[Point placement records]
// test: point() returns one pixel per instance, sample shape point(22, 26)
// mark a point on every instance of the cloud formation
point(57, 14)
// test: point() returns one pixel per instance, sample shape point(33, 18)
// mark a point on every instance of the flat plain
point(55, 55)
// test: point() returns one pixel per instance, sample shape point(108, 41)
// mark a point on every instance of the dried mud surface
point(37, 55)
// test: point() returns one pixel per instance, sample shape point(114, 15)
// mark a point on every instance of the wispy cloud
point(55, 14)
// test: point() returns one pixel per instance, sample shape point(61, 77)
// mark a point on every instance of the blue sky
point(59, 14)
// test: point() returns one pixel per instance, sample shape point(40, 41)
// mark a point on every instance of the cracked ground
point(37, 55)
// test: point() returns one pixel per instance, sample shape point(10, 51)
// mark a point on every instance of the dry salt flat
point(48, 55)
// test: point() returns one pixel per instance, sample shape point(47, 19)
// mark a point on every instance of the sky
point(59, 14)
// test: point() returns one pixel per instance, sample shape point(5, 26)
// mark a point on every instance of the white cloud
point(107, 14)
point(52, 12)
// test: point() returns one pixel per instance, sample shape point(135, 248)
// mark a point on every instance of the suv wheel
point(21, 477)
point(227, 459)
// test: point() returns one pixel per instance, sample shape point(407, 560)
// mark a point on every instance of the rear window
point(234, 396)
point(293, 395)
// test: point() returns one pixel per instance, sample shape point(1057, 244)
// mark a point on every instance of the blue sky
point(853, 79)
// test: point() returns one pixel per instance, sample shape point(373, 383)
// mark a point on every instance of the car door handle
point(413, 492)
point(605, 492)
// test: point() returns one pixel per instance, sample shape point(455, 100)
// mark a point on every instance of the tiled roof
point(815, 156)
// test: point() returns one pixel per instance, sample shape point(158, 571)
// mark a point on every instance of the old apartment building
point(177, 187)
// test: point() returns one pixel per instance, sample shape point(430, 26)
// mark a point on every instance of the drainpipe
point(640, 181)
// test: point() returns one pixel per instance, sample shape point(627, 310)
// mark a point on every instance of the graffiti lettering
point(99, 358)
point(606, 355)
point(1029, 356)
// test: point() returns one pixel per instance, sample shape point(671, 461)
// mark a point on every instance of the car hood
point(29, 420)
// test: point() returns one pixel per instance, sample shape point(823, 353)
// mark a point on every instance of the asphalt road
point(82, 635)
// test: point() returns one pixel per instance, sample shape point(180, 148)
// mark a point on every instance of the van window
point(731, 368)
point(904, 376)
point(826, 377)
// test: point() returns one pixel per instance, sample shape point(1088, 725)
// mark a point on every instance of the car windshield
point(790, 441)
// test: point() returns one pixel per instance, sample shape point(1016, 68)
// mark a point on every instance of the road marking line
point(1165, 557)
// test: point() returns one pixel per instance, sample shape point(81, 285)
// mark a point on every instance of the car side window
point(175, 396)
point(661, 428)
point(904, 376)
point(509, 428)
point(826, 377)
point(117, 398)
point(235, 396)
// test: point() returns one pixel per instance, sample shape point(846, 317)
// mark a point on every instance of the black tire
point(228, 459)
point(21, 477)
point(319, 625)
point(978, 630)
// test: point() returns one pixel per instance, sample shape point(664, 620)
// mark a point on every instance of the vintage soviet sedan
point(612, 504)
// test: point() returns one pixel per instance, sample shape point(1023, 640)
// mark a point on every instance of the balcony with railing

**GIVEN EXERCISE**
Substitute "place a point" for "mark a point" throughout all the records above, leaving every other word and line unchanged.

**SOLUTION TO THIS PROBLEM**
// test: point() returns one pixel per instance, sample shape point(22, 26)
// place a point on every instance of the cloud formation
point(57, 14)
// test: point() returns one pixel per instance, sample shape point(33, 18)
// place a point on every instance of the flat plain
point(55, 55)
// test: point() returns one pixel per instance, sample shape point(108, 41)
// place a point on every instance of the dried mud surface
point(37, 55)
// test: point() returns one pixel per instance, sample shape point(114, 15)
// place a point on every instance of the wispy cloud
point(55, 14)
// test: point() returns one pixel per instance, sample shape point(61, 77)
// place a point on every instance of the blue sky
point(59, 14)
// test: point() returns one pixel per instance, sample shape point(40, 41)
// place a point on every instance of the cracked ground
point(37, 55)
// test: point() returns one pixel per instance, sample shape point(10, 51)
// place a point on every instance of the dry salt flat
point(48, 55)
// test: point() returns one pixel per instance, sample shape point(47, 19)
// place a point on every instance of the sky
point(59, 14)
// test: point() returns one pixel per instance, sample shape point(5, 26)
// place a point on every instance of the white cloud
point(107, 14)
point(52, 12)
// test: point() returns one pixel per instance, sample shape point(135, 248)
// place a point on every instance of the suv wheel
point(21, 477)
point(227, 459)
// test: point() returns one pixel per instance, sample shape point(407, 560)
// place a point on every instance of the rear window
point(234, 396)
point(293, 395)
// test: point() returns one pixel per instance, sample shape point(1057, 244)
// place a point on every instance of the blue sky
point(853, 79)
// test: point() returns one pixel per instance, sample shape point(373, 383)
// place a point on every instance of the car door handle
point(413, 492)
point(605, 492)
// test: point() returns one pixel per instance, sample shape point(455, 100)
// place a point on every instance of the tiled roof
point(815, 156)
// test: point() returns one pixel per instance, sample shape point(158, 571)
// place a point on every instance of the old apartment building
point(177, 187)
// test: point() returns one pixel per instance, sample shape point(430, 26)
// place a point on every instance of the drainpipe
point(640, 181)
// test: point() returns one pixel per instance, sample shape point(627, 310)
// place a point on every instance of the graffiti lettering
point(99, 358)
point(606, 355)
point(1029, 356)
// test: point() returns one pixel per instance, sample shape point(671, 461)
// place a point on every instance of the car hood
point(29, 420)
// test: point() returns one pixel per instance, sample shape point(823, 353)
// place a point on every instance of the asphalt road
point(82, 635)
// test: point() returns one pixel per instance, sample shape point(180, 148)
// place a point on every instance of the van window
point(731, 368)
point(904, 376)
point(826, 377)
// test: point() returns one pixel per instance, sample shape point(1088, 725)
// place a point on every instance of the car windshield
point(790, 441)
// test: point() returns one pixel per instance, sample shape point(1016, 68)
// place a point on every instance of the road marking line
point(1165, 557)
// test: point() returns one pixel per instance, sample shape point(81, 285)
// place a point on every instance of the car side window
point(175, 396)
point(661, 428)
point(904, 376)
point(509, 428)
point(826, 377)
point(117, 398)
point(235, 396)
// test: point() returns one pixel per instance, sample shape point(846, 317)
// place a point on every instance of the black tire
point(228, 459)
point(21, 477)
point(319, 625)
point(978, 630)
// test: point() returns one pixel per instance, sample shape point(664, 620)
// place a point on every instance of the vintage soviet sedan
point(612, 504)
// test: point() returns one pixel per instance, sample shape point(1023, 640)
// place a point on every instance of the balcony with railing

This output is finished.